## Supplied records
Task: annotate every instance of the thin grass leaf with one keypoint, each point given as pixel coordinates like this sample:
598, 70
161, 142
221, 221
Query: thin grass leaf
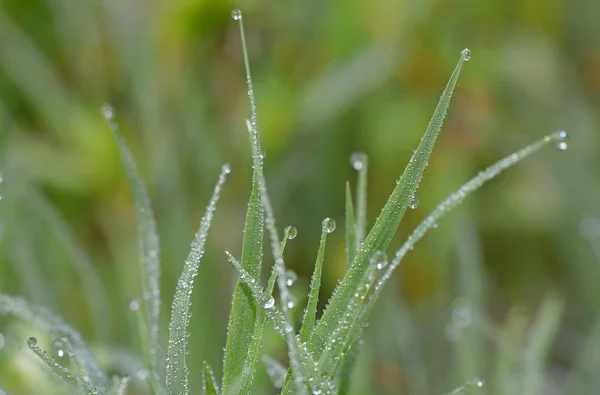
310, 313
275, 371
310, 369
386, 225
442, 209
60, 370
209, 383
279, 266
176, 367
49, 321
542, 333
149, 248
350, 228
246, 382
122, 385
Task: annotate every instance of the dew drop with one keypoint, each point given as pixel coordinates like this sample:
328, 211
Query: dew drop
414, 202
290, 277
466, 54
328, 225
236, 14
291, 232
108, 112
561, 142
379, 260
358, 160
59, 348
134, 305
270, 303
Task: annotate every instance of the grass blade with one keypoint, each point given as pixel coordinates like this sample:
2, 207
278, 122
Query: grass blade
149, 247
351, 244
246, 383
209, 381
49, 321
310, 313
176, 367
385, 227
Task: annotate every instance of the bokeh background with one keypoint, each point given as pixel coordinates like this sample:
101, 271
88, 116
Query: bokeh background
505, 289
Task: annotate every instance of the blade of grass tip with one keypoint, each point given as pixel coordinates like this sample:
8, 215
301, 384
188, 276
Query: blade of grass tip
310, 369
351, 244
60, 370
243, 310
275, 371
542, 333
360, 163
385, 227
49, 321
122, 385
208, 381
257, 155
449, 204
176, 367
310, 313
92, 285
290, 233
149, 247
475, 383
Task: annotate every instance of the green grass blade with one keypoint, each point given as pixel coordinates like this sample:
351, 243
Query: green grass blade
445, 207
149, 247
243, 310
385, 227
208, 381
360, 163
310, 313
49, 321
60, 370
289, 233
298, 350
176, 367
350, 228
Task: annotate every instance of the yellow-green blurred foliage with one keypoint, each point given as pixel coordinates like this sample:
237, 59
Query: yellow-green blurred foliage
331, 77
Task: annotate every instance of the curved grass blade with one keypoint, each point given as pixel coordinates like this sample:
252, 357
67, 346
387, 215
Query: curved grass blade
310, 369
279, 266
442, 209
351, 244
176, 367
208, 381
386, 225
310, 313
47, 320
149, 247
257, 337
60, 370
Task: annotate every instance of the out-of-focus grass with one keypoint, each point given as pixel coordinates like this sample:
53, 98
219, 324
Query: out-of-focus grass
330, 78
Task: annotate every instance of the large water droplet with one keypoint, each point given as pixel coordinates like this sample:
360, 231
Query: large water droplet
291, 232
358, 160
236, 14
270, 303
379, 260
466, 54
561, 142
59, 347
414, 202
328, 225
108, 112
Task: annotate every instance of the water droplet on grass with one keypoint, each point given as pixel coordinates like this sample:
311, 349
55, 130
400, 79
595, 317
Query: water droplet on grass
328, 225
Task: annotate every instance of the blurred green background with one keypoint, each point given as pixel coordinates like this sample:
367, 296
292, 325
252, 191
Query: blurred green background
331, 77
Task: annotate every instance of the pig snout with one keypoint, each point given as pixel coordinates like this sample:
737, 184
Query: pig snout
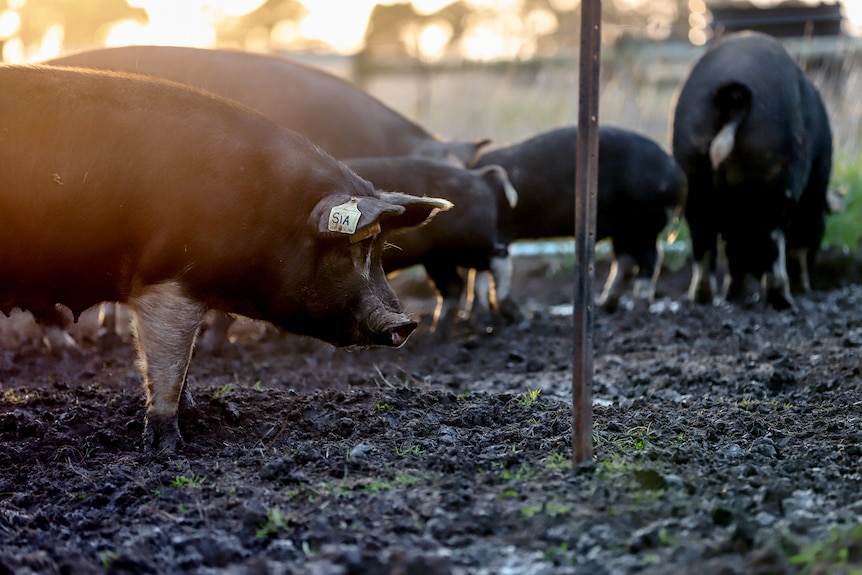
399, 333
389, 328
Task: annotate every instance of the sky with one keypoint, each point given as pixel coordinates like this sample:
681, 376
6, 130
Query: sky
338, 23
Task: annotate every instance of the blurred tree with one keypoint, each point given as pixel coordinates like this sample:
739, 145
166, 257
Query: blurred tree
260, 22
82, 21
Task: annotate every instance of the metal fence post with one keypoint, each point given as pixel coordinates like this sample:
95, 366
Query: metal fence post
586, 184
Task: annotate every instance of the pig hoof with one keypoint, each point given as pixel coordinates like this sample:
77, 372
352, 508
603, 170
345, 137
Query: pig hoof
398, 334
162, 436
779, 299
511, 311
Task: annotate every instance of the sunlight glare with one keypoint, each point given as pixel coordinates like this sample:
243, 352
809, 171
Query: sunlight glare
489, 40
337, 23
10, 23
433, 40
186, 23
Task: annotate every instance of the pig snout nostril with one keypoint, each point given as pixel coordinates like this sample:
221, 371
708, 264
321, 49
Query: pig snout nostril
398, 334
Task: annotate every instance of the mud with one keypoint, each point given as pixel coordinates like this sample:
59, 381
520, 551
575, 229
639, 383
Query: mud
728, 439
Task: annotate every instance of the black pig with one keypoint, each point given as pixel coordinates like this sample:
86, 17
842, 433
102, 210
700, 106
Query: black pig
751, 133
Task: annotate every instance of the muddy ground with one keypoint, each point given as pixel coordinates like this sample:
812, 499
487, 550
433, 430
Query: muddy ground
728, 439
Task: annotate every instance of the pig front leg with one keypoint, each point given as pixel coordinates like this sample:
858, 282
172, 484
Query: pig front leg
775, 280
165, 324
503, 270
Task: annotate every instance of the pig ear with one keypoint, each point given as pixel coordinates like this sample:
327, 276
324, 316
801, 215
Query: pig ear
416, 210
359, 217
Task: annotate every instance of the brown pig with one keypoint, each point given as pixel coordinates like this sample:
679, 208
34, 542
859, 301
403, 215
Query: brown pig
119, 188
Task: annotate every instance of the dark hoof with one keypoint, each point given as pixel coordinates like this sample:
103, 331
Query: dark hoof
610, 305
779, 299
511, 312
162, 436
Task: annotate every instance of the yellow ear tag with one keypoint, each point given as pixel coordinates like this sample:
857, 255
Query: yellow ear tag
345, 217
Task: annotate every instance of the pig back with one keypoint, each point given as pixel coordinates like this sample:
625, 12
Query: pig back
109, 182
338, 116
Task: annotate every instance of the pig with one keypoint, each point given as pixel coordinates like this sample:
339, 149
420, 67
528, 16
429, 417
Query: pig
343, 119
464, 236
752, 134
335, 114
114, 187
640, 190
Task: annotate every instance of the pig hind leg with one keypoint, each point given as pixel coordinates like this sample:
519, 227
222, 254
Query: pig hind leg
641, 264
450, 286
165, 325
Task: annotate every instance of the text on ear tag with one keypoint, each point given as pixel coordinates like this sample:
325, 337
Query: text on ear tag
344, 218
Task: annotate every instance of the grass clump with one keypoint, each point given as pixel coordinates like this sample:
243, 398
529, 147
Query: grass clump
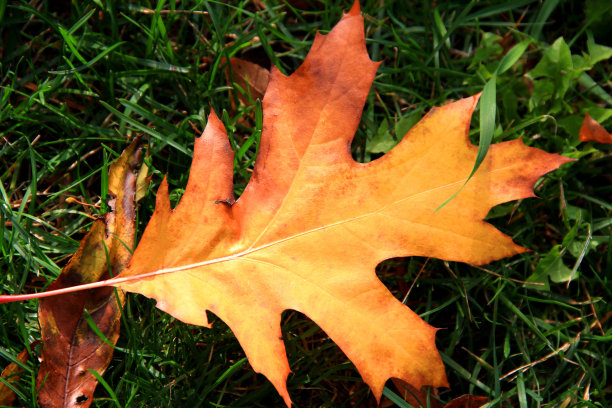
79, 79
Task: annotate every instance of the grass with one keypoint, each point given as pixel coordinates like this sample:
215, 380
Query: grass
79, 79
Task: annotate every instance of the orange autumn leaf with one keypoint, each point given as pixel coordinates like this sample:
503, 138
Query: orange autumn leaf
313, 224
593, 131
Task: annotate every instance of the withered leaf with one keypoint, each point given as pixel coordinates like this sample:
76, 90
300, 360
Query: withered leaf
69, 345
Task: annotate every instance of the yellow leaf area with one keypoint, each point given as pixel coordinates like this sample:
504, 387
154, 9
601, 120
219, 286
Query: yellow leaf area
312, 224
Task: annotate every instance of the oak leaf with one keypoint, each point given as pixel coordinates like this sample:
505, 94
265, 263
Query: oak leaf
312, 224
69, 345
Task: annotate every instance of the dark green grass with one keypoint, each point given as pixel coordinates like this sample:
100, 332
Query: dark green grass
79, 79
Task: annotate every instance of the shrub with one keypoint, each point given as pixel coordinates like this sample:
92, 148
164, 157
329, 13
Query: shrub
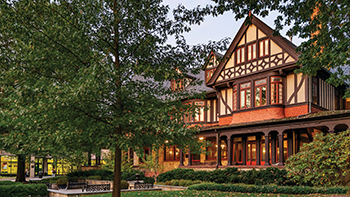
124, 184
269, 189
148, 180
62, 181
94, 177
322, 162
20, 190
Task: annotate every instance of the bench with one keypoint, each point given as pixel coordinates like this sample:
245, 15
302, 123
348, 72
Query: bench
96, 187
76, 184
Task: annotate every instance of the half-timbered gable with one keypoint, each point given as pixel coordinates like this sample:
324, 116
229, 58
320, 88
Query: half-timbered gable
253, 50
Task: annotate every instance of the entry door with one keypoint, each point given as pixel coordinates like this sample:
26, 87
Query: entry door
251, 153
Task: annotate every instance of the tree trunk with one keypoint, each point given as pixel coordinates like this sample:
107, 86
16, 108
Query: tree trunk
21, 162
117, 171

## Work to complete
Could you quote all of the lines above word for word, leaving out the pictures?

## Exercise output
Task: annotate every instance of the thin grass leaf with one keypoint, each point given as pixel coordinates like this sample:
598, 70
161, 142
221, 221
Query: thin grass leaf
310, 313
275, 371
310, 369
386, 225
442, 209
60, 370
209, 383
279, 266
176, 367
49, 321
542, 333
149, 248
350, 228
246, 382
122, 385
Task: annotate every instance of the dew drop with one keypoint, each point given as pixel coordinates like this sample:
328, 211
Query: dew drop
414, 202
290, 277
466, 54
328, 225
236, 14
291, 232
108, 112
561, 142
379, 260
358, 160
59, 348
134, 305
270, 303
Task: annotate every instance of the grass blade with one keypoint, each point given as pixel coordinates like this sample:
2, 207
278, 122
Query: grass blade
149, 247
351, 244
246, 383
209, 381
49, 321
310, 313
176, 367
385, 227
Task: annotate every instance of the bokeh background with one keypoint, each point given as pixel coordinates like this sample:
101, 271
88, 116
Query: bokeh background
505, 289
Task: annotate every instance of the blade of grass tip with one keypoint, each point given as pixel coordinates like this sample:
8, 215
301, 384
188, 276
Query: blade of grass tip
310, 369
351, 244
60, 370
243, 310
275, 371
542, 333
360, 163
385, 227
49, 321
122, 385
208, 381
257, 155
449, 204
176, 367
310, 313
92, 285
290, 233
149, 247
475, 383
Task: annotate every instance of the green grass blade with one keypoint, each point given as pixel coordinates like this sample:
351, 243
Query: green grass blade
445, 207
149, 247
243, 310
385, 227
208, 381
360, 163
310, 313
49, 321
60, 370
289, 233
298, 350
176, 367
350, 228
Task: annotate every instance of the yellow-green blurred foliage with one keypoint, each point given as pixel coordinates like this sample:
237, 59
Query: yellow-green blurred foliage
331, 77
Task: annotate every instance of the curved grass blade with one keypoint, each point given as pixel coordinates like this sample:
252, 357
67, 346
387, 215
Query: curved grass blade
310, 369
279, 266
442, 209
351, 244
176, 367
208, 381
386, 225
310, 313
47, 320
149, 247
257, 337
60, 370
Task: annotate every instance of the out-of-focus grass with one keypoint, each point given as pixel coordinates like this sample:
53, 98
219, 324
Query: out-of-focus grass
330, 78
Task: annotate every instance of the large water droplet with one keypoint, each point given as pixel coordinates like this sample:
360, 231
Query: large water droplet
291, 232
358, 160
236, 14
270, 303
379, 260
466, 54
561, 142
59, 347
414, 202
328, 225
108, 112
Task: annotate every instance of the water droplet on grass with one keypoint, each point given as pixel coordinates like this sample:
311, 349
55, 130
400, 79
595, 317
Query: water droplet on grass
328, 225
Task: annotate every instance of the blurred green background with one keypoint, each point given as pixel coordinates like this sample:
367, 296
292, 325
252, 191
Query: blurred green background
331, 77
Task: annotate every instance of the pig snout with one keypoint, each point given as pixel coordinates like this sample:
737, 184
Query: pig snout
399, 333
389, 328
Task: annotate every instance of the sky with one keypoint, each point given as pixel coordinates like this sample:
681, 376
6, 130
Query: sky
338, 23
Task: annotate every instance of the blurred tree with one keypoint, each point given as pixel coordinates like this sample:
739, 145
166, 257
Query: blurred tree
260, 22
82, 21
Task: annotate every instance of the metal fence post with one keypoint, each point given as pixel coordinates like this sample:
95, 366
Query: metal fence post
586, 184
Task: annotate every instance of the pig hoof with one keypoint, each point given as pixel coordinates like this sample:
77, 372
352, 508
603, 170
345, 137
Query: pig hoof
398, 334
162, 436
779, 299
511, 311
Task: annotate every instance of the sunlight glare with one keypoint, each point given as pixel coordinates like this sample:
243, 352
809, 171
Query: sunlight glare
489, 40
337, 23
10, 23
433, 40
186, 23
Task: annotate every instance of the pig snout nostril with one keypoint, each point given as pixel coordinates like this sample:
221, 371
708, 264
321, 49
Query: pig snout nostril
398, 334
Task: annotate every instance of the mud with one keypoint, each point given as pixel coordinates like this sample:
59, 381
520, 551
575, 229
639, 383
Query: mud
728, 439
Task: annotate every instance of the black pig with one keypoint, each point given as pixel coordinates like this sample:
86, 17
842, 433
102, 210
700, 106
Query: black pig
751, 133
Task: annotate every instance of the muddy ground with one keypoint, each point given as pixel coordinates like this sample:
812, 499
487, 550
433, 430
Query: muddy ground
728, 439
Task: annotate every instance of the pig front leg with one keypoint, each point given as pixel coordinates like this sample:
858, 282
172, 484
Query: pig front leg
775, 280
165, 324
503, 270
Task: annotate every instance of the pig ear with one keypoint, each point given as pixel coordinates like this sample:
327, 276
324, 316
801, 215
Query: pig ear
416, 210
359, 217
Task: annotate every instance of the brown pig with one keypoint, each point given as pixel coordinates like this sample:
679, 208
34, 542
859, 301
403, 215
Query: brown pig
119, 188
Task: annotate every instance of the dark hoof with one keypoint, each point given as pixel coordinates like this sample:
103, 331
Query: dark hoof
610, 305
779, 299
511, 312
162, 436
Task: annotate every instance of the yellow ear tag with one keypoint, each point given as pixel coordinates like this sample:
857, 255
Query: yellow ear tag
345, 217
Task: annotate every instance of the pig back with one keypoint, each point given as pixel coordinates like this sample:
625, 12
Query: pig back
109, 182
338, 116
Task: annotate every instance of the pig with one keypoint, each point given as pixel coordinates like this sample:
339, 149
420, 67
528, 16
429, 417
Query: pig
343, 119
464, 236
752, 134
335, 114
114, 187
640, 190
Task: annotate every instance of the pig hind leg with one keypoint, each point given as pixel coordinates like this sample:
519, 227
222, 254
Query: pig hind leg
641, 264
450, 286
165, 325
Task: annotate every instance of the text on ear tag with one keypoint, each point given as pixel coordinates like this sample:
325, 337
Query: text on ear tag
344, 218
Task: annotate every instance of the grass clump with one keypoint, each point given as pixel coordinates like this sample:
243, 398
529, 147
Query: grass clump
79, 79
Task: annotate every instance of the grass with one keypoint, each point given as pixel coordinates like this sample:
215, 380
Query: grass
79, 79
Task: annotate every instance of the orange autumn leaf with one keypoint, each point given as pixel coordinates like this sample:
503, 138
Query: orange autumn leaf
313, 224
593, 131
Task: annotate every instance of the withered leaf with one keypoint, each point given as pixel coordinates like this sample:
76, 90
300, 360
Query: withered leaf
69, 345
Task: annotate every instance of the yellow leaf area with one keypoint, each point given as pixel coordinates like this sample:
504, 387
154, 9
601, 120
219, 286
Query: yellow leaf area
312, 224
Task: annotate every instance of the oak leaf with one keypoint, each point given as pixel coordinates like this sample:
505, 94
265, 263
Query: oak leaf
312, 224
69, 345
Task: annotate every instance of the dark green grass with one keypoint, each point given as pixel coordinates like this sample:
100, 332
Query: dark green grass
79, 79
Task: annotate every instance of the shrub with one keypoint, each point given as pixel coordinates like this sample:
92, 148
164, 157
329, 13
Query: shrub
124, 184
269, 189
148, 180
62, 181
94, 177
322, 162
20, 190
Task: annotate every instance of the bench with one keypoint, each point given as pixel coordinates like this sample:
245, 15
302, 123
348, 72
Query: bench
96, 187
76, 184
Task: annotate every instance of the half-timbered gable with one keypoint, each point given as pixel coordinates like this sample:
324, 116
229, 58
320, 88
Query: half-timbered gable
253, 50
Task: annotate every instance of the entry door with one keypoint, each point given as pixel coordinates like this sample:
26, 87
Query: entry door
251, 153
Task: annotate every instance of the tree trunk with one keypoint, each point given as pixel coordinates like this sample:
107, 86
16, 108
Query: tree trunk
21, 162
117, 171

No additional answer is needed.